EXERCISE REQUIREMENTS:
From the records below, return every line containing the word "form".

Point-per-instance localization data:
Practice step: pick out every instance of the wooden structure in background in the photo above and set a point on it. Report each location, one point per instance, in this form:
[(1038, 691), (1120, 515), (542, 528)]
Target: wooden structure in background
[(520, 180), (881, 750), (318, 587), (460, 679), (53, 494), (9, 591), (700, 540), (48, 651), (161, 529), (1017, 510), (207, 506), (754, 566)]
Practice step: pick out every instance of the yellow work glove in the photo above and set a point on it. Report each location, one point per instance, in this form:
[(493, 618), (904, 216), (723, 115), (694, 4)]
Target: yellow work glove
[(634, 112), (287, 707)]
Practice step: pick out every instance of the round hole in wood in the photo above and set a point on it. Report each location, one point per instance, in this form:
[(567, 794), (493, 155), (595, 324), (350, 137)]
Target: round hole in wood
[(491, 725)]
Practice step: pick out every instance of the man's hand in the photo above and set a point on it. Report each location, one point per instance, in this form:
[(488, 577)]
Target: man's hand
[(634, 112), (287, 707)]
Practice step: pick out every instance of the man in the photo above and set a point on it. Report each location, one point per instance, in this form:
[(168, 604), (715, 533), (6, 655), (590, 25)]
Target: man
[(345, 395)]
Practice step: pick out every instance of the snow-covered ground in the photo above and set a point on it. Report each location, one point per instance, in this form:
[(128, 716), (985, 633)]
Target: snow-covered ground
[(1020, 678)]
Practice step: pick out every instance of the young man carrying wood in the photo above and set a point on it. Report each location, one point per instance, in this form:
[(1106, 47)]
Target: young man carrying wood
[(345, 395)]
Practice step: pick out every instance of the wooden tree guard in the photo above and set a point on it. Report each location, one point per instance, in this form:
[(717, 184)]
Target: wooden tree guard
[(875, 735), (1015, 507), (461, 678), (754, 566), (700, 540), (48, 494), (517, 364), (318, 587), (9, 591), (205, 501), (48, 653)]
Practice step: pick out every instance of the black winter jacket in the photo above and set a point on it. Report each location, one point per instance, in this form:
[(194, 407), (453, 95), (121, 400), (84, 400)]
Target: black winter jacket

ANSWER SPACE:
Practice step: pick out every instance of the wooden structure in background in the photo above and set a point on it. Report each location, one point per instance, in this form:
Practice step: pick out every instance of the yellow work glove in the photo above and set a point on it. Report each location, one point per instance, in this form:
Practice step: pick out every instance of the round hole in wood in the photo above and set a point on it. Report each location, one point per instance, in this form:
Practice step: pick out every instance of the man's hand in the photo above and set a point on it. Report each location, one point per instance, in this form:
Practice step: pick out every instance of the man in the photo above and set a point on it. Report each location, one point per instance, in this form:
Practice step: pick out every instance of the snow-covered ground in the photo above and set a point on it. Report each location, one point per instance, in this form:
Practice step: pick out every instance of the young man carrying wood in the photo above and set a point on it. Report each location, one point per instance, in this form:
Practice step: pick out every instance of the wooden tree guard in the photo above and set a point on it. Report each location, one point per instance, in this form:
Practice step: pick out every instance of the black winter jacket in the photo above and set a point on it. Report each location, one point per instance, in this form:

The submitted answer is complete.